» ACTIVIDAD A: Indica si cada afirmación concuerda con el texto sobre John McCain y cita las palabras exactas del texto que lo deciden: (i) McCain lleva tres décadas como senador por Arizona; (ii) McCain estuvo preso menos de un año; (iii) McCain pertenece al partido demócrata.
» ACTIVIDAD B: Según el texto sobre John McCain, ¿qué palabras nuevas se inventan muchos analistas?

» TEXTO:
******

Hay mucha literatura sobre los supuestos nuevos rasgos de la política contemporánea que, después de milenios de historia, no dejan de mostrar parecidos con momentos antiguos y se convierten apenas en acentos o énfasis. Muchos analistas, bajo arrebatos de esnobismo, se inventan palabras nuevas como “pospolítica” o “posverdad” olvidando que se trata de la política y la mentira de siempre.
Pero de vez en cuando alguien hace un diagnóstico sencillo, sin necesidad de tratados ni neologismos, y da en el clavo. Me parece que John McCain lo hizo hace poco ante el senado de los Estados Unidos. McCain lleva tres décadas como senador por Arizona; combatió en Vietnam, donde fue herido y estuvo preso más de cinco años; y es un conservador clásico y duro del partido republicano. Parece ser un hombre reflexivo, al menos, no es usual verlo como gregario.

******

» DATOS REGISTRADOS:
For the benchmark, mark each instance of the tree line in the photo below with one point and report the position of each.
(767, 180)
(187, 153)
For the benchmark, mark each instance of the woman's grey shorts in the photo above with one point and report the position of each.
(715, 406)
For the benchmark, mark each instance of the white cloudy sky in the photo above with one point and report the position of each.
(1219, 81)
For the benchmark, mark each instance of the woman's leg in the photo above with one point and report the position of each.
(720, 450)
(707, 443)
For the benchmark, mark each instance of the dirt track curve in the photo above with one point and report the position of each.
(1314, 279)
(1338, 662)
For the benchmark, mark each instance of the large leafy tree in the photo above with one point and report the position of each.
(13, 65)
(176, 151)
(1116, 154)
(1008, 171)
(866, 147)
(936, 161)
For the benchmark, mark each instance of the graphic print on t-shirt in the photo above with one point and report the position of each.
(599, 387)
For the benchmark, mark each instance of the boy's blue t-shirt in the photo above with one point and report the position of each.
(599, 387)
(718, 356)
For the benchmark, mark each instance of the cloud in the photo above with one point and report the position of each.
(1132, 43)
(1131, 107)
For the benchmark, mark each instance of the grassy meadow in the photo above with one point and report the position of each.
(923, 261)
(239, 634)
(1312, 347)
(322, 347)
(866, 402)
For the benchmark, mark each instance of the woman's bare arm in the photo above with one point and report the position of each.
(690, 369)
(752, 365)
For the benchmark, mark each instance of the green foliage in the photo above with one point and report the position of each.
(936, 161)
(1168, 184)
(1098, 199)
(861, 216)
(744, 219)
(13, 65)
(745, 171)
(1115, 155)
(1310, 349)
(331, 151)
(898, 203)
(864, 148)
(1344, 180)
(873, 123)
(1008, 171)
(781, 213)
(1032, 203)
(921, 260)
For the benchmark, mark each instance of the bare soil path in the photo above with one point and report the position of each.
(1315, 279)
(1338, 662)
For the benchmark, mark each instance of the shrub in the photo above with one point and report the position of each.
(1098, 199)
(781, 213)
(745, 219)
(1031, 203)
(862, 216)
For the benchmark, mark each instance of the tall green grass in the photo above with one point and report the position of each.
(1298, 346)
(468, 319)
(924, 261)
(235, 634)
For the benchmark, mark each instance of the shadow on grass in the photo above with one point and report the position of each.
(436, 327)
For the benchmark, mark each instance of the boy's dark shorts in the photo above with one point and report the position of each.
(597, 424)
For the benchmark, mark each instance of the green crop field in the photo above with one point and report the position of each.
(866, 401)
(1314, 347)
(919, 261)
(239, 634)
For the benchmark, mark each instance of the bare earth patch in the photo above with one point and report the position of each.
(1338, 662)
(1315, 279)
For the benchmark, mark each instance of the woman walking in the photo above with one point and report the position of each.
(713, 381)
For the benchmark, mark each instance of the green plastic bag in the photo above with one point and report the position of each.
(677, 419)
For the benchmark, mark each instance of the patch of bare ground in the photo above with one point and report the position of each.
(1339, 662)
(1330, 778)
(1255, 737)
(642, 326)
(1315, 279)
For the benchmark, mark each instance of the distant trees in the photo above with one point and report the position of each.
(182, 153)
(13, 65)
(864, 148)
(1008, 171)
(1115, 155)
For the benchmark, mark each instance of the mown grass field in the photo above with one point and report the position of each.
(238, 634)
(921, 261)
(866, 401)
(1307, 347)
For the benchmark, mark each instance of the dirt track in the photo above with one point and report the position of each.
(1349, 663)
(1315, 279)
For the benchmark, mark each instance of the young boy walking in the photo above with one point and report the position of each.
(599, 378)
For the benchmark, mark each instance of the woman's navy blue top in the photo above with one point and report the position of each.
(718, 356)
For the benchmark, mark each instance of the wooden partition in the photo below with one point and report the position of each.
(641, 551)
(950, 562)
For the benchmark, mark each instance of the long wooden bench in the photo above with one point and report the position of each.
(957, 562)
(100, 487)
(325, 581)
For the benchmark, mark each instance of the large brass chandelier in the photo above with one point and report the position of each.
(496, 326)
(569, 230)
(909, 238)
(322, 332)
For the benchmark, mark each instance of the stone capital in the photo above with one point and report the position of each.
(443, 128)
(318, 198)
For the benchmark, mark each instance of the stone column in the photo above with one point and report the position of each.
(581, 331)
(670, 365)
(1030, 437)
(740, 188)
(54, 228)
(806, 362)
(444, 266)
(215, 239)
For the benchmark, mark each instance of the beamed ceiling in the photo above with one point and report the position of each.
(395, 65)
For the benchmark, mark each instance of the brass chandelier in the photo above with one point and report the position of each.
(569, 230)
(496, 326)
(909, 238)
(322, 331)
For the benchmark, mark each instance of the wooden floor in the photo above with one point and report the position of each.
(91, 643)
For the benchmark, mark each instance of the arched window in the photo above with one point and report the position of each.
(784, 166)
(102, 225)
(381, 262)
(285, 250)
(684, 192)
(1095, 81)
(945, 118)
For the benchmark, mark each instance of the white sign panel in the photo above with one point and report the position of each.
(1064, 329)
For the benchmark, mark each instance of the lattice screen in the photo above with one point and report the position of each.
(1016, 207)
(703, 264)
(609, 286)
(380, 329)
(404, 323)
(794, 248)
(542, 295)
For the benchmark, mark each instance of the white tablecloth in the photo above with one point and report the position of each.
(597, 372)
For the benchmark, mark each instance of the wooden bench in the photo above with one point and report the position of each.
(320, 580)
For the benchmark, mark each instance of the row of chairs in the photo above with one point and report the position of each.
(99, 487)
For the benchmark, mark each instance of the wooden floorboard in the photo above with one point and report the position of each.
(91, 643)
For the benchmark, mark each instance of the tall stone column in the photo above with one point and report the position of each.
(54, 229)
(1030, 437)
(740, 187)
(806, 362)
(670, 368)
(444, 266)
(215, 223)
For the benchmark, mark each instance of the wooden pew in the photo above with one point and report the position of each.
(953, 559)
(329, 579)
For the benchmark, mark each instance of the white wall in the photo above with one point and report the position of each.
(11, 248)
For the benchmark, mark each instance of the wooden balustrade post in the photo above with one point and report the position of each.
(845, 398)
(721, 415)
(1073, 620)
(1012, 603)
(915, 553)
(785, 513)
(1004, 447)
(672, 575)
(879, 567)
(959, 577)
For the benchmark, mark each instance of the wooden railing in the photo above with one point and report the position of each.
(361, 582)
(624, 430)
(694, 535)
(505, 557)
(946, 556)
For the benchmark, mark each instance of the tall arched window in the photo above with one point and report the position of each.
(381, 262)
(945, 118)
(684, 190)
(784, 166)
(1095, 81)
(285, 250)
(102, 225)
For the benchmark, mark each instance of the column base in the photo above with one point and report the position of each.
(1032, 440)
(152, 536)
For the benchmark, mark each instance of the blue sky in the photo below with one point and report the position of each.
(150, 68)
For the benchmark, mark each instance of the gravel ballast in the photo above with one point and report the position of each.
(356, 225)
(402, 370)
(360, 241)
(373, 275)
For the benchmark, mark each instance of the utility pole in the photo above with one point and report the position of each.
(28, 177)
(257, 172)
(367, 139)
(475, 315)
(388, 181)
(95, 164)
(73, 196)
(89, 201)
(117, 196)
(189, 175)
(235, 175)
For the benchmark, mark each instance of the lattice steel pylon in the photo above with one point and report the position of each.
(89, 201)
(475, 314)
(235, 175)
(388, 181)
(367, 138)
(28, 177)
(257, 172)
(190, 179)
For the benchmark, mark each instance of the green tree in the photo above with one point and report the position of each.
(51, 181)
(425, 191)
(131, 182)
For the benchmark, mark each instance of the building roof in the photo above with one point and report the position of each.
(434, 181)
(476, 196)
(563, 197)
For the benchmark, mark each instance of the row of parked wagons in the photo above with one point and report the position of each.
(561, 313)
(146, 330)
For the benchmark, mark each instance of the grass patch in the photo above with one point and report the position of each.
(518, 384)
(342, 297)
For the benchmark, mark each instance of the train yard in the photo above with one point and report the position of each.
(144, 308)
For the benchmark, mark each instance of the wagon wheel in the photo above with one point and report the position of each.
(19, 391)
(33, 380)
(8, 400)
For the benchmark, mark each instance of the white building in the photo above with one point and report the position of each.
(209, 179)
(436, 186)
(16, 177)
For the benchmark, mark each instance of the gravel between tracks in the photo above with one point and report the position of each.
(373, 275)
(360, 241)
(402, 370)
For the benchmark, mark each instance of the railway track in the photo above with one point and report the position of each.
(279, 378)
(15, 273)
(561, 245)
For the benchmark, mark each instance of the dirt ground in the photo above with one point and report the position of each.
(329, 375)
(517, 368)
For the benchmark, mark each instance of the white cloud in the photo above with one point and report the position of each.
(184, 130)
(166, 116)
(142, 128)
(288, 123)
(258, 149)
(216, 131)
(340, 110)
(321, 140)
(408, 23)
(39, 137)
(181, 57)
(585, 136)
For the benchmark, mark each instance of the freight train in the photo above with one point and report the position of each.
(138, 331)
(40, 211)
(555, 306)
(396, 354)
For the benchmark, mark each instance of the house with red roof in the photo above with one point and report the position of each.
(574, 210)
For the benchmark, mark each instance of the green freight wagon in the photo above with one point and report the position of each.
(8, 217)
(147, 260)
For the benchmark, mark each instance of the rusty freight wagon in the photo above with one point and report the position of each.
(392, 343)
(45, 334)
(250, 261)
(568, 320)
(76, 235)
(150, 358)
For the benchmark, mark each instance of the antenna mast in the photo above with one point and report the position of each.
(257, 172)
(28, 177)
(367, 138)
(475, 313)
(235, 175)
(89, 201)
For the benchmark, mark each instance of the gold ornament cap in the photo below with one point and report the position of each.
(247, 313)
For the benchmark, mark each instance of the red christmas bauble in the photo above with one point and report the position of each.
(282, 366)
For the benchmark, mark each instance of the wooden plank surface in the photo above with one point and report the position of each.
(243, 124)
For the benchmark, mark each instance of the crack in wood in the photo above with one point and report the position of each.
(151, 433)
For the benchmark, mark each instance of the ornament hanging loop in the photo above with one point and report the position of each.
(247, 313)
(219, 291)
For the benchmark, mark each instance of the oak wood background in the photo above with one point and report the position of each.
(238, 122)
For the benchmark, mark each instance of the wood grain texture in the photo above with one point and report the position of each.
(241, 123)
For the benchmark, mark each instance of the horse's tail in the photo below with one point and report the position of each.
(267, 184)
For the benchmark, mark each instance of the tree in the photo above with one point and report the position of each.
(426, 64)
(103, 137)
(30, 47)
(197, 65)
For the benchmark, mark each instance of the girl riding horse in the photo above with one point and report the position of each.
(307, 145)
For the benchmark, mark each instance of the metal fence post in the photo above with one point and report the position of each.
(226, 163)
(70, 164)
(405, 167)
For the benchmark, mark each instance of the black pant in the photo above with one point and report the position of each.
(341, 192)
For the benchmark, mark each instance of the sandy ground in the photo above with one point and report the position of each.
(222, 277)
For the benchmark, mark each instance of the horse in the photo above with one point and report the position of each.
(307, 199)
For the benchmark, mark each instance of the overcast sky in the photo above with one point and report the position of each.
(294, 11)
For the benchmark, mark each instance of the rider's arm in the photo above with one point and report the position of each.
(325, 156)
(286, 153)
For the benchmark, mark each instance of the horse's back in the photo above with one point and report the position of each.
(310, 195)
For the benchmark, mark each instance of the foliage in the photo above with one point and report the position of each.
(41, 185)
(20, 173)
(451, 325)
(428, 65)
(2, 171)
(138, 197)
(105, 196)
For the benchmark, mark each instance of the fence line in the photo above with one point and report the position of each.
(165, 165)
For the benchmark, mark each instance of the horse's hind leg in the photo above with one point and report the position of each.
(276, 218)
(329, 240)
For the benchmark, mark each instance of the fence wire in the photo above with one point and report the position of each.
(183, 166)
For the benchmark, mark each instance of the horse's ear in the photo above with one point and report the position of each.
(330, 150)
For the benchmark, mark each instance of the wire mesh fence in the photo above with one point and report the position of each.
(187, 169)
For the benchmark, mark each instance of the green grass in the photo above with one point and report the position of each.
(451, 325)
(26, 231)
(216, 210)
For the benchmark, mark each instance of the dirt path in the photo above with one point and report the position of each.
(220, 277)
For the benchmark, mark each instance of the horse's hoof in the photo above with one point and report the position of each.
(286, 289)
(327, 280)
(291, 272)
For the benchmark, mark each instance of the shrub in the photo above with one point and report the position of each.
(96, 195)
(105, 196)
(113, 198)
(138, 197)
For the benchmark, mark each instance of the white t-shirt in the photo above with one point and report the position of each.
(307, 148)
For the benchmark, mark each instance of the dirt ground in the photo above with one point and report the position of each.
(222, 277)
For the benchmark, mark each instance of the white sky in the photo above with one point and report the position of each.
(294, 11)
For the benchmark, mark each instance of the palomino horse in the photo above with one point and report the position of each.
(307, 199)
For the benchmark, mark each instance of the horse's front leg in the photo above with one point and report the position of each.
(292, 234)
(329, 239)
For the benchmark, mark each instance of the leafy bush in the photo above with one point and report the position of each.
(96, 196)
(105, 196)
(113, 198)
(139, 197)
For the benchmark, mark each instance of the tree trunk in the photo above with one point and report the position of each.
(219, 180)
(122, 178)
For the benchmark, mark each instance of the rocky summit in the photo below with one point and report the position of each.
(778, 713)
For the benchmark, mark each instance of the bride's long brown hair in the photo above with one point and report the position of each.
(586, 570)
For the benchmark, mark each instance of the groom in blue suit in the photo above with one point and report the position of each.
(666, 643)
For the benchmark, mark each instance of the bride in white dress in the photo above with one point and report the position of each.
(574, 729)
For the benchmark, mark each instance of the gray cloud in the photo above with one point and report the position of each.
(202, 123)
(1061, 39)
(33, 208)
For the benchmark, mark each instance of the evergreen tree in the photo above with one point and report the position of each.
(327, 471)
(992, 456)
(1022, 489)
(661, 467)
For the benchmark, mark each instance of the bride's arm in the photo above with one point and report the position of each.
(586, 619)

******

» ESPACIO DE RESPUESTA A:
(i) Sí: «McCain lleva tres décadas como senador por Arizona».
(ii) No: «estuvo preso más de cinco años».
(iii) No: «es un conservador clásico y duro del partido republicano».

» ESPACIO DE RESPUESTA B: «Pospolítica» y «posverdad».